Aim of the exercise -
Check each line of the listing below for the string "panel", then copy every line that has it.

——————

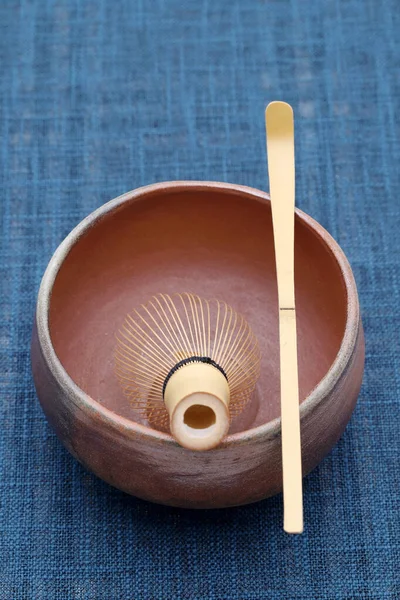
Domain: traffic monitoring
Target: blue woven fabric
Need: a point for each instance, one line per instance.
(99, 97)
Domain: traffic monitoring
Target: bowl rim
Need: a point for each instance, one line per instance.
(86, 403)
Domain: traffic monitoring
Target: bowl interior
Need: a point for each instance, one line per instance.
(215, 243)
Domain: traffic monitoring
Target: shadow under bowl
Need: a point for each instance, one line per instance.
(215, 240)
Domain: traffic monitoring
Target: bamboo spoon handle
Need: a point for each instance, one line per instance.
(280, 150)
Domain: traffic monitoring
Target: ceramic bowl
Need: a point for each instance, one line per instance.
(215, 240)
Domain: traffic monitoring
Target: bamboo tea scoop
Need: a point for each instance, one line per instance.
(280, 151)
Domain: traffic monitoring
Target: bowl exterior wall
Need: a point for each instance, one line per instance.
(244, 469)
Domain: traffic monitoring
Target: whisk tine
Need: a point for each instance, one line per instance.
(169, 332)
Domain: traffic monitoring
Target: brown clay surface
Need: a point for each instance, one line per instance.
(215, 244)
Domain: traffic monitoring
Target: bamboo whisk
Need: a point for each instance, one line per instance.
(189, 362)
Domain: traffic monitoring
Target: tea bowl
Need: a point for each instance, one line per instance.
(215, 240)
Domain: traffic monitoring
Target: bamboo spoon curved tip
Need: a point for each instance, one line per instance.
(280, 150)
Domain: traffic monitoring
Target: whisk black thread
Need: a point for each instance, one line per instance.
(204, 359)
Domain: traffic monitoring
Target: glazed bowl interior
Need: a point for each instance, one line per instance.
(217, 243)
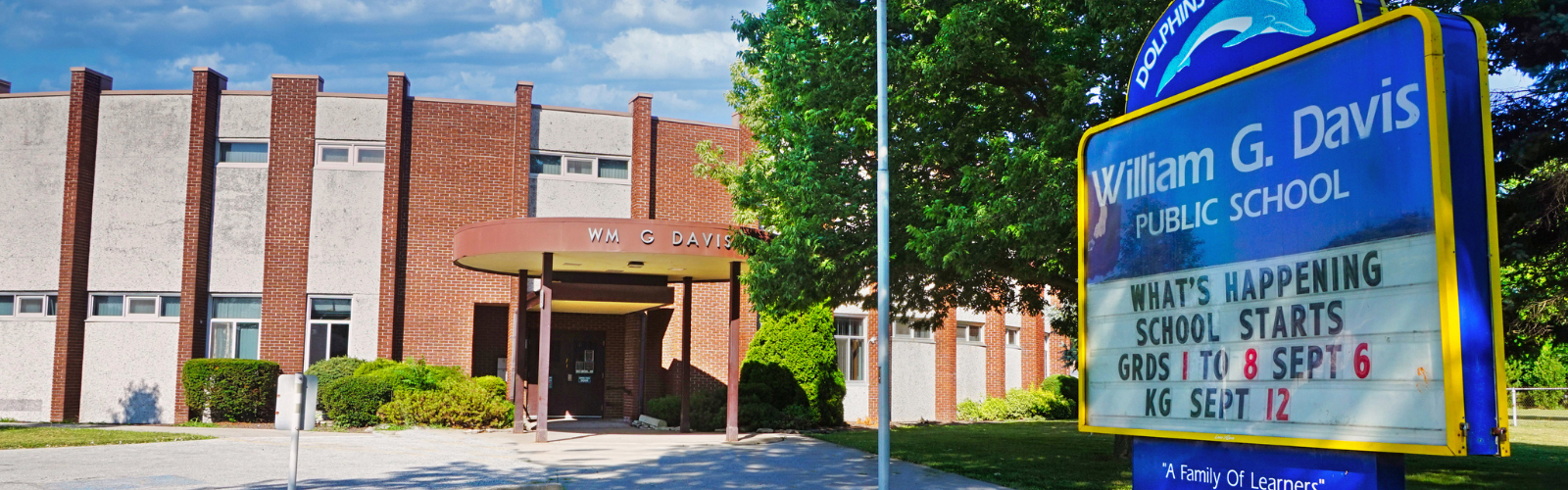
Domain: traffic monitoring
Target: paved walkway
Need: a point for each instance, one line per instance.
(454, 459)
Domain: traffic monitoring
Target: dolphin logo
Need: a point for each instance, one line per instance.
(1249, 18)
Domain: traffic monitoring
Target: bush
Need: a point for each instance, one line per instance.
(331, 369)
(1018, 404)
(353, 401)
(416, 374)
(231, 390)
(462, 404)
(796, 359)
(708, 409)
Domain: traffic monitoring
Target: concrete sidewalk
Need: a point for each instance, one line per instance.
(454, 459)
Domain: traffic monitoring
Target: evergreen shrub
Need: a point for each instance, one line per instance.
(353, 401)
(231, 390)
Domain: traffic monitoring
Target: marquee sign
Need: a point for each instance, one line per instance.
(1300, 253)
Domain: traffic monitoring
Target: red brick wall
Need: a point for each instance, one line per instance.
(290, 164)
(75, 232)
(394, 220)
(462, 170)
(995, 354)
(948, 368)
(681, 195)
(206, 93)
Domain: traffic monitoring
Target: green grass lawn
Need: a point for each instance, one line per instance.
(21, 437)
(1055, 456)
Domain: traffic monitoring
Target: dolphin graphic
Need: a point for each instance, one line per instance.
(1249, 18)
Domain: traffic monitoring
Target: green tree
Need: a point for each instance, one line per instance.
(988, 101)
(1531, 138)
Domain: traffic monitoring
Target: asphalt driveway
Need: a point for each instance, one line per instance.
(454, 459)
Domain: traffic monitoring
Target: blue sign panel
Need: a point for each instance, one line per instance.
(1197, 41)
(1300, 255)
(1194, 466)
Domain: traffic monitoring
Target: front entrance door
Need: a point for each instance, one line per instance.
(577, 372)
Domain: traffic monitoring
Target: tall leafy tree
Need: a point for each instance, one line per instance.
(1531, 137)
(988, 101)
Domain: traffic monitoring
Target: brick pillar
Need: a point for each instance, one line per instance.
(643, 172)
(75, 232)
(524, 143)
(1032, 339)
(394, 219)
(208, 86)
(948, 368)
(874, 368)
(289, 170)
(996, 354)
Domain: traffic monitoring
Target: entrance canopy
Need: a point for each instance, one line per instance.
(674, 250)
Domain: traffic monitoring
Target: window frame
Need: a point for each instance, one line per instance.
(590, 176)
(214, 319)
(49, 300)
(217, 154)
(847, 339)
(353, 154)
(159, 299)
(310, 323)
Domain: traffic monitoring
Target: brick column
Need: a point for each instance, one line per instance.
(1032, 339)
(196, 266)
(996, 354)
(643, 172)
(524, 138)
(874, 368)
(289, 170)
(948, 368)
(394, 219)
(75, 232)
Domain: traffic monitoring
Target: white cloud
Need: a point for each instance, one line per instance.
(642, 52)
(529, 36)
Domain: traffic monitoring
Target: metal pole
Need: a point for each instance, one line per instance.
(883, 284)
(294, 453)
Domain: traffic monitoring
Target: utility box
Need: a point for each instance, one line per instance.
(292, 403)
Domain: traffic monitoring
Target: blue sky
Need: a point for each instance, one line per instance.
(579, 52)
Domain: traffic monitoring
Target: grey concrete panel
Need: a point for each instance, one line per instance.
(1015, 368)
(127, 372)
(239, 229)
(245, 117)
(579, 198)
(582, 132)
(913, 380)
(352, 118)
(27, 357)
(345, 232)
(138, 203)
(31, 190)
(971, 372)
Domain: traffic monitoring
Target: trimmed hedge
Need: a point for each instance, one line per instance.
(353, 401)
(796, 360)
(462, 404)
(231, 390)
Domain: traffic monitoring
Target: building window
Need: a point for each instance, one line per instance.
(906, 330)
(582, 167)
(242, 153)
(328, 335)
(851, 336)
(972, 333)
(235, 327)
(350, 156)
(135, 305)
(25, 305)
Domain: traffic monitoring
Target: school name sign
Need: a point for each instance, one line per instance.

——————

Result of the exercise -
Target: blue sign panel
Target: grey concrete panel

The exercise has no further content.